■ **Work required**
Count the lines of the material in which the string "bush" appears, with uppercase and lowercase letters treated as different. Give only the number.

■ **Records supplied**
## Start
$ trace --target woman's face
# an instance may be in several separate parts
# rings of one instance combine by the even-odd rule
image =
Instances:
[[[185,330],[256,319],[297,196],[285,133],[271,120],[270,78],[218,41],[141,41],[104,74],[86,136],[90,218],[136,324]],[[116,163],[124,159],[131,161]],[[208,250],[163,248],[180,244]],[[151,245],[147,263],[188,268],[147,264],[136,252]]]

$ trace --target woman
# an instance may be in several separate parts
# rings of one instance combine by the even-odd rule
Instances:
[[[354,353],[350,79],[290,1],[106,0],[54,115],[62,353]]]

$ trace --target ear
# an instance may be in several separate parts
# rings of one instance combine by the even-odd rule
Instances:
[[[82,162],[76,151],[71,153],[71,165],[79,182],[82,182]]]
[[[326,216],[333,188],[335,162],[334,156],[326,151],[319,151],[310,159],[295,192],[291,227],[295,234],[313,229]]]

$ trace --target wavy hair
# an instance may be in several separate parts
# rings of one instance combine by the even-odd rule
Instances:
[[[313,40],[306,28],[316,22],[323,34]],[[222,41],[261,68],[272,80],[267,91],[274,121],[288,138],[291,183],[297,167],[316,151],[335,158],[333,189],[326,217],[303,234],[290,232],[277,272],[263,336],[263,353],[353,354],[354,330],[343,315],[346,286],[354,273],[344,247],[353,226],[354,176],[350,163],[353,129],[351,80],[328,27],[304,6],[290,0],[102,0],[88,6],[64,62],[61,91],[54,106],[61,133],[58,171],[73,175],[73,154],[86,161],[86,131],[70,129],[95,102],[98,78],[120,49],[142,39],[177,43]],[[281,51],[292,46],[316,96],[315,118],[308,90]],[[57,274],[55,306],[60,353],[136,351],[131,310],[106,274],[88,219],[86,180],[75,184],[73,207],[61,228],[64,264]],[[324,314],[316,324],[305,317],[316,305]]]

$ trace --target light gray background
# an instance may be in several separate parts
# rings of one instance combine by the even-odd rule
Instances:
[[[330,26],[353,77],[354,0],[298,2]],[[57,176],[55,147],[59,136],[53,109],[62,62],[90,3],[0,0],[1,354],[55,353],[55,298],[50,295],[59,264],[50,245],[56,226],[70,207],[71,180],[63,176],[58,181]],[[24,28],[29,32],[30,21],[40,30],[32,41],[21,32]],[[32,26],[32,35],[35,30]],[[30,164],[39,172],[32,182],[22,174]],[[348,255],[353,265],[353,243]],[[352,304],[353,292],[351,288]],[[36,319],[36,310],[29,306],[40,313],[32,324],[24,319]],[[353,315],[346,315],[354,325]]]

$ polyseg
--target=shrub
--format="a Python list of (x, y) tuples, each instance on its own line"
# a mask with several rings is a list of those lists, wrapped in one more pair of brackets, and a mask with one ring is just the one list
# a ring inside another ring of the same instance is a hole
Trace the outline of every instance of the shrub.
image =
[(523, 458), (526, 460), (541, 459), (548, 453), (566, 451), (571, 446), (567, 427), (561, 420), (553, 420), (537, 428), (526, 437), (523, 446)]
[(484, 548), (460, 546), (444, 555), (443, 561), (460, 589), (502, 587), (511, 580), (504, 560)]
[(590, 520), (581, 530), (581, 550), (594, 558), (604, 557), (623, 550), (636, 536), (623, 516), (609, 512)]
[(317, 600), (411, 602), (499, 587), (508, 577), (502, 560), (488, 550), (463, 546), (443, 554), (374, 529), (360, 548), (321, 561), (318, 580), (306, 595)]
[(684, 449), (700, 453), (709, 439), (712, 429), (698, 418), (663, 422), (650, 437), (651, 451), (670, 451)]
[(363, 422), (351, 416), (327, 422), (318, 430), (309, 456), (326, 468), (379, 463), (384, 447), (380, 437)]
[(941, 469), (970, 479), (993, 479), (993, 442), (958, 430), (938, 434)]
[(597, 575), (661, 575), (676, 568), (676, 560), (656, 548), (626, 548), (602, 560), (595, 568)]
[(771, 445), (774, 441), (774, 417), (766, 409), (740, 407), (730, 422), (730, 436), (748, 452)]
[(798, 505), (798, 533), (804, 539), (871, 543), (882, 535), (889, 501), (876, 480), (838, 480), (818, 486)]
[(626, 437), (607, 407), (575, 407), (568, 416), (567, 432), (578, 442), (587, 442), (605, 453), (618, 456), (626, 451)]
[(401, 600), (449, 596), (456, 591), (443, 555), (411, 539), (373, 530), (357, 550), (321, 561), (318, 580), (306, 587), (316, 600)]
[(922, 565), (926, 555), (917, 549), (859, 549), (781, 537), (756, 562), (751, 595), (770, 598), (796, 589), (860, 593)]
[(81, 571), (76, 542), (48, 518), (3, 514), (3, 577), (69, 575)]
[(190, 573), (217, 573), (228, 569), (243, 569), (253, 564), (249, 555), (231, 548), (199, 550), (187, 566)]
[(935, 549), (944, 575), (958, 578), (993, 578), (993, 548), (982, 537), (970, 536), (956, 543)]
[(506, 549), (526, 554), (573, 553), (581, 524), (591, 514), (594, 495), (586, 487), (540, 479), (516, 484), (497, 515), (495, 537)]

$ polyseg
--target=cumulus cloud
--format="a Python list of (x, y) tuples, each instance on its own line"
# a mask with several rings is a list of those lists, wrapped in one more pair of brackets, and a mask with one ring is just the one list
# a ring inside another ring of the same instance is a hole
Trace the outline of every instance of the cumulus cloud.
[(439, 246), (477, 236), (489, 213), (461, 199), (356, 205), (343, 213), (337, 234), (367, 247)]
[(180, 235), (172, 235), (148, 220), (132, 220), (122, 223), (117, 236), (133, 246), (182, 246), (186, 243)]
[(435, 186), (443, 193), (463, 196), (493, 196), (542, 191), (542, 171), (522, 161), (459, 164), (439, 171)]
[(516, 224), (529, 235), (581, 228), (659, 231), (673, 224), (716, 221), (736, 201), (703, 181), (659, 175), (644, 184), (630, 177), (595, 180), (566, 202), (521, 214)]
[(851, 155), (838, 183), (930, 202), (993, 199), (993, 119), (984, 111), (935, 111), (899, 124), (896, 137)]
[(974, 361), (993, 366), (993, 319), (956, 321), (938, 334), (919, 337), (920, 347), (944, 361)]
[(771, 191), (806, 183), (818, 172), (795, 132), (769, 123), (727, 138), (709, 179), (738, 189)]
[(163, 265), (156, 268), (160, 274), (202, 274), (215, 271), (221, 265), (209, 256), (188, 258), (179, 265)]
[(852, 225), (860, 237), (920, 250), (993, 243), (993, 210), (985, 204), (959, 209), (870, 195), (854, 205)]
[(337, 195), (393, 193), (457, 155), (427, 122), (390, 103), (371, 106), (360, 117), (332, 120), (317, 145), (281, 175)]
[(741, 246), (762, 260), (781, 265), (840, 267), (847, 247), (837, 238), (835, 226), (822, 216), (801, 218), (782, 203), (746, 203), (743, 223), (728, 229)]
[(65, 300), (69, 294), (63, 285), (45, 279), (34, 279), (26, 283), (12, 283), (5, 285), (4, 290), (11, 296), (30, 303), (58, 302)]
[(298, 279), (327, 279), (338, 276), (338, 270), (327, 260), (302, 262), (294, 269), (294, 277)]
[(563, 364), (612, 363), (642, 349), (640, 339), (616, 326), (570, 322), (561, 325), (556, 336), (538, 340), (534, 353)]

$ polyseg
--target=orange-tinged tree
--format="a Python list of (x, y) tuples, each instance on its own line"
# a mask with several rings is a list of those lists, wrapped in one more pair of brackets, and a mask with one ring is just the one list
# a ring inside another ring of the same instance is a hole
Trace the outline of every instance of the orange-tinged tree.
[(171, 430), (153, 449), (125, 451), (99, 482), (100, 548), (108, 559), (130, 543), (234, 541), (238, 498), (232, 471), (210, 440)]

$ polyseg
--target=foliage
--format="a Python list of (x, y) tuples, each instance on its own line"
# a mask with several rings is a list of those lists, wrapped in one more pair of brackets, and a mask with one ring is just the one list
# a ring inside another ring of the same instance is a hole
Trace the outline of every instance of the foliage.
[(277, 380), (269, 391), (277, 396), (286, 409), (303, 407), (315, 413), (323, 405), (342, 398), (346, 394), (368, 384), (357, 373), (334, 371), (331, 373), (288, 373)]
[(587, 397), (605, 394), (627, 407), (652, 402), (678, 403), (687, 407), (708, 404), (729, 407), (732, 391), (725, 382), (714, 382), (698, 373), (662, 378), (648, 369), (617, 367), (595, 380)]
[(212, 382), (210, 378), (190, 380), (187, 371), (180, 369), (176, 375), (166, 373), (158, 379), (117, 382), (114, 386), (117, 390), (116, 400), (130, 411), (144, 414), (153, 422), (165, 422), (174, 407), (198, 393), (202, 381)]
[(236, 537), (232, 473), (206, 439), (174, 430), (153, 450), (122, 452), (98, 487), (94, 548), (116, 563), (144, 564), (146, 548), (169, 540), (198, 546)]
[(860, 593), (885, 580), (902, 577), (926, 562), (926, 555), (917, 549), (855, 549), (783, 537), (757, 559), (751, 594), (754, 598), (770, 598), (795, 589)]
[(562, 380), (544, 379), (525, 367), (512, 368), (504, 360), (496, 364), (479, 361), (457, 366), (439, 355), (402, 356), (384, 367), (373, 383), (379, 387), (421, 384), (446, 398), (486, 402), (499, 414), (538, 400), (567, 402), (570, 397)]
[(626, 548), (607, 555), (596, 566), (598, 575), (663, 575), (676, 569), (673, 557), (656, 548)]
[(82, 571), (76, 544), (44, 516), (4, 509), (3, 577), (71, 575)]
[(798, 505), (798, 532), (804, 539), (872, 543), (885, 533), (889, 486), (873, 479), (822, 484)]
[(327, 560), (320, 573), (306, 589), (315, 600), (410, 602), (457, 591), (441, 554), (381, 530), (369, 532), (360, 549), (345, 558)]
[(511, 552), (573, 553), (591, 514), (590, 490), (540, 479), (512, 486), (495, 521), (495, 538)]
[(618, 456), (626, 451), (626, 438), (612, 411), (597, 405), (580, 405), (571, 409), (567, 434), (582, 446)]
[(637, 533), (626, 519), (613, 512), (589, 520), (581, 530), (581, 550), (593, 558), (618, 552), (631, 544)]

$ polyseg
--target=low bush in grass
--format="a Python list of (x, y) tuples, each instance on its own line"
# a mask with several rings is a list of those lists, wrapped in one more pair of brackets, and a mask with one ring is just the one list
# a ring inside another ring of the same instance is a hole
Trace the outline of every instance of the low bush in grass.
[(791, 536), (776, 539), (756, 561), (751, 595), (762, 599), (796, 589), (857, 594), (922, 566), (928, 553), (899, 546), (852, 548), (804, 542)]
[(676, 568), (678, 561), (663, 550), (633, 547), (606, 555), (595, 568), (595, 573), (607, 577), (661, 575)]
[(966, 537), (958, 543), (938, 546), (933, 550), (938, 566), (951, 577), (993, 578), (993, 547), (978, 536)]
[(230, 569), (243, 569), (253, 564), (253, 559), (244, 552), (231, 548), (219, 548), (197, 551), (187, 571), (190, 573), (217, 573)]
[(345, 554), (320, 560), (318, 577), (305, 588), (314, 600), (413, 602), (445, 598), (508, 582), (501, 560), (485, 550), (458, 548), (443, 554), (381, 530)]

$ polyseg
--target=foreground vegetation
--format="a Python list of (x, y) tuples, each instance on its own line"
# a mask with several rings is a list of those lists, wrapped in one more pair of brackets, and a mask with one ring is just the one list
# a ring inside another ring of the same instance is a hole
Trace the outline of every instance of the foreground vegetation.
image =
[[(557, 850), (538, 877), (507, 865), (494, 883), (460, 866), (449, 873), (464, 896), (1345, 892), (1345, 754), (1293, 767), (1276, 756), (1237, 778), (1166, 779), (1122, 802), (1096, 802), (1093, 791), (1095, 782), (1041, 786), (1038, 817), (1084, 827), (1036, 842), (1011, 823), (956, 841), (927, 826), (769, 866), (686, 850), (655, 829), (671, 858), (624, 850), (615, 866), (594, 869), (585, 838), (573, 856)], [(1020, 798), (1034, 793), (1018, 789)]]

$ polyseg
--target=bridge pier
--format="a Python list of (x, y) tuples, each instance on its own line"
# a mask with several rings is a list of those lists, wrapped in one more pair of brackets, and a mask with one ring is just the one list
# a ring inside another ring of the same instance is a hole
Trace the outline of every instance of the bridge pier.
## End
■ **Response**
2